Studio monitors come in all shapes and sizes. From quad 15" behemoths to the tiniest 3" pico-size, there are many factors that come into play when selecting monitors. Price is the obvious choice, but perhaps you have space constraints or fussy neighbors. Or maybe you are looking for a nice pair of “B” monitors to complement your mains. In this article, we’ll be looking at some pint-size powerhouse micro-monitors for a variety of applications. With so many compact monitors (5" and above) on the market, I decided to showcase only the true “micro” monitor with a woofer of less than 5". If you still need more choices, by all means, check out the compact and near-field monitors selection here.
There has been quite the buzz around IK Multimedia’s iLoud Micro Monitors and the iLoud MTM. The Micro Monitors (pair) are 2-way active, bi-amplified monitors featuring 3" woofers and ¾" tweeters, which combine to deliver a respectable frequency response of 55 Hz to 20 kHz. One monitor houses the amplifier, audio inputs, and controls, while the second serves as a satellite with a speaker input that is powered by the first. The rear panel offers Bluetooth connectivity to stream audio from your portable device, such as a tablet or phone, but also includes a 3.5mm TRS input and a stereo pair of RCA for connecting analog input devices. There are settings for fine-tuning the high-/low-shelf EQ, as well as a desktop setting, which provides an EQ curve that corrects issues when placing the monitor on the reflective surface of your desk. The iLoud MTM (single) is a high-resolution studio monitor with dual 3.5" woofers and a single 1" tweeter and advanced signal processing. The monitor is capable of reproducing frequencies from 40 Hz to 24 kHz, which is unheard of in a monitor this size. The iLoud MTM also features built-in acoustic self-calibration via the included ARC reference microphone, which automatically adjusts the built-in DSP for true phase-coherency and precise, defined point-source sound. The rear panel also offers options to further customize user settings, including LF extension, LF boost/cut, and HF boost/cut. Don’t let their size fool you, these monitors sound great and, with the low-frequency extension, you may find a subwoofer unnecessary.

EXERCISES:
[a] Write out the part of the micro-monitor article running from "Studio monitors come" down to "monitors selection here.".
[b] Based on the micro-monitor article, answer yes or no to each statement, backing each answer with the words from the article that settle it: (i) The iLoud Micro Monitors use 3" woofers. (ii) The iLoud MTM is sold as a pair. (iii) The iLoud MTM comes with a microphone for calibrating itself.
[c] The micro-monitor article names user settings on the rear panel of the iLoud MTM. List all of them.

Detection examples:

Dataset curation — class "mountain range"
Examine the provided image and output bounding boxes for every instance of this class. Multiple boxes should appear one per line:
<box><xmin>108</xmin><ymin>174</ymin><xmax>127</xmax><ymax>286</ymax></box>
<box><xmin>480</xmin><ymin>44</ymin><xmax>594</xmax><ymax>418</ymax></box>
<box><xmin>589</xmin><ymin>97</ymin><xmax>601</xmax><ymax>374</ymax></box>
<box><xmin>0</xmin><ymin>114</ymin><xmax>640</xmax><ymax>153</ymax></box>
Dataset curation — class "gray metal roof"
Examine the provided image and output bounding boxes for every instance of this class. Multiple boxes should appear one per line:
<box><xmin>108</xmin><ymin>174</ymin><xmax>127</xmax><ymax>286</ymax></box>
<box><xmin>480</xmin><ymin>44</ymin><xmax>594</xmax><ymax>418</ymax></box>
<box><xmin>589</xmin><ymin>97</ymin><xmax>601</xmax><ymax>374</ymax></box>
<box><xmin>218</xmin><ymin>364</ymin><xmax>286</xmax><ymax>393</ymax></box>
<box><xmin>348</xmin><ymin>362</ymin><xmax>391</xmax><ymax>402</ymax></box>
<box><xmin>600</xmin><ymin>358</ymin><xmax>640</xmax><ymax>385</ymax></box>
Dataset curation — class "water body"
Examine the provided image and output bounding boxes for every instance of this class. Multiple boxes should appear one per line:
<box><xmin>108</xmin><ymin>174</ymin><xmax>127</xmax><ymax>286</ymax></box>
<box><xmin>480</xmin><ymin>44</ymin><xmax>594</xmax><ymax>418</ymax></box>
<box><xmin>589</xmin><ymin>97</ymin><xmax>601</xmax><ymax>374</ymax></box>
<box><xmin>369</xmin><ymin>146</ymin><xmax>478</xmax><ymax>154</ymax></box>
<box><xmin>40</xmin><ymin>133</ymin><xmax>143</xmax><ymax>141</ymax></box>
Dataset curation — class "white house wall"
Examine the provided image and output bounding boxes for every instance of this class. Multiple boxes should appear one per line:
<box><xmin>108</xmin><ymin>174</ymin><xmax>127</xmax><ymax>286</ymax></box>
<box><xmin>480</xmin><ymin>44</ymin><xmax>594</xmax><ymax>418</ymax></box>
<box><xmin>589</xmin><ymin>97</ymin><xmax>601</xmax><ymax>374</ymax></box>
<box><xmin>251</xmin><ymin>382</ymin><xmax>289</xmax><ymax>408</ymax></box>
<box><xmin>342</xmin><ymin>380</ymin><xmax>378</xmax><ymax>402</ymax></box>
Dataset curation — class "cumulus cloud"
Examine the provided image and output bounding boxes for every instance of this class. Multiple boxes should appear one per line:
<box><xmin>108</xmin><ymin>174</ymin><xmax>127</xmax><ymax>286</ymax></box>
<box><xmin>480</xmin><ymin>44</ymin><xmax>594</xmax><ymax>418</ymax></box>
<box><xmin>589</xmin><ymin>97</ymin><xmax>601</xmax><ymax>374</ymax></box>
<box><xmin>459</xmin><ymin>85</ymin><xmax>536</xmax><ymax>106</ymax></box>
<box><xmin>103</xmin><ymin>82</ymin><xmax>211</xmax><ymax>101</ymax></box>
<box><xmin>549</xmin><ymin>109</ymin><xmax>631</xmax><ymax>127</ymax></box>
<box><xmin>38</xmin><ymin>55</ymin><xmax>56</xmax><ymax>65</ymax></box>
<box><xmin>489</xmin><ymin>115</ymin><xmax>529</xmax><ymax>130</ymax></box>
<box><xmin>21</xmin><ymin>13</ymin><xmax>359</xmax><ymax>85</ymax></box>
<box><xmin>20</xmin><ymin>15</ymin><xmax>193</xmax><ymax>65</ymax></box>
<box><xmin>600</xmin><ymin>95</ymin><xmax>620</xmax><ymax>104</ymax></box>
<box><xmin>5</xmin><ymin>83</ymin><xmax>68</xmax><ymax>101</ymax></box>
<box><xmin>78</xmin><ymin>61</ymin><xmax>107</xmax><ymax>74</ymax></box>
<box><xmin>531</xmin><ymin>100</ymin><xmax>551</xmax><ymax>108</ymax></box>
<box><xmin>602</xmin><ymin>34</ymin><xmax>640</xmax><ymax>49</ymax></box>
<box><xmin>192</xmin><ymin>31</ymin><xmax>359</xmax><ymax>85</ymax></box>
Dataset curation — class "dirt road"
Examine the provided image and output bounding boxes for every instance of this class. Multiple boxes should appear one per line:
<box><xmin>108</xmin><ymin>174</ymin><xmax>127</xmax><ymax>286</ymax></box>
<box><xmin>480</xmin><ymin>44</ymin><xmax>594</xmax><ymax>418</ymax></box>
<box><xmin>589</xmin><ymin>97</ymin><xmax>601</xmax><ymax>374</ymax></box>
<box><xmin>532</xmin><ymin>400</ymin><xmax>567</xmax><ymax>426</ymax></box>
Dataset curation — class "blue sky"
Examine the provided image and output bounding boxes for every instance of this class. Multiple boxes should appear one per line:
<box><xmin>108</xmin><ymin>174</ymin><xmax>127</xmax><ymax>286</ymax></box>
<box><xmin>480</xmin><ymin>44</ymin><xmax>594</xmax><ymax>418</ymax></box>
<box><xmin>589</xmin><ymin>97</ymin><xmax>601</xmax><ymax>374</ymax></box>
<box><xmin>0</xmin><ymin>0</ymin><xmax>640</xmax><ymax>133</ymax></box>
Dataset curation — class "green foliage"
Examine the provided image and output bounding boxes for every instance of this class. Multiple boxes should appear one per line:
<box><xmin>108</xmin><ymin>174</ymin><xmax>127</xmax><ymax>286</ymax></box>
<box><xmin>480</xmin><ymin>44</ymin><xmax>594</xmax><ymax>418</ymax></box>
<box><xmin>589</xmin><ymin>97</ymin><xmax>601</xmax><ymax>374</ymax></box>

ANSWER LIST:
[a]
Studio monitors come in all shapes and sizes. From quad 15" behemoths to the tiniest 3" pico-size, there are many factors that come into play when selecting monitors. Price is the obvious choice, but perhaps you have space constraints or fussy neighbors. Or maybe you are looking for a nice pair of “B” monitors to complement your mains. In this article, we’ll be looking at some pint-size powerhouse micro-monitors for a variety of applications. With so many compact monitors (5" and above) on the market, I decided to showcase only the true “micro” monitor with a woofer of less than 5". If you still need more choices, by all means, check out the compact and near-field monitors selection here.

[b]
(i) Yes: "featuring 3" woofers and ¾" tweeters"
(ii) No: "The iLoud MTM (single)"
(iii) Yes: "built-in acoustic self-calibration via the included ARC reference microphone"

[c] LF extension, LF boost/cut, HF boost/cut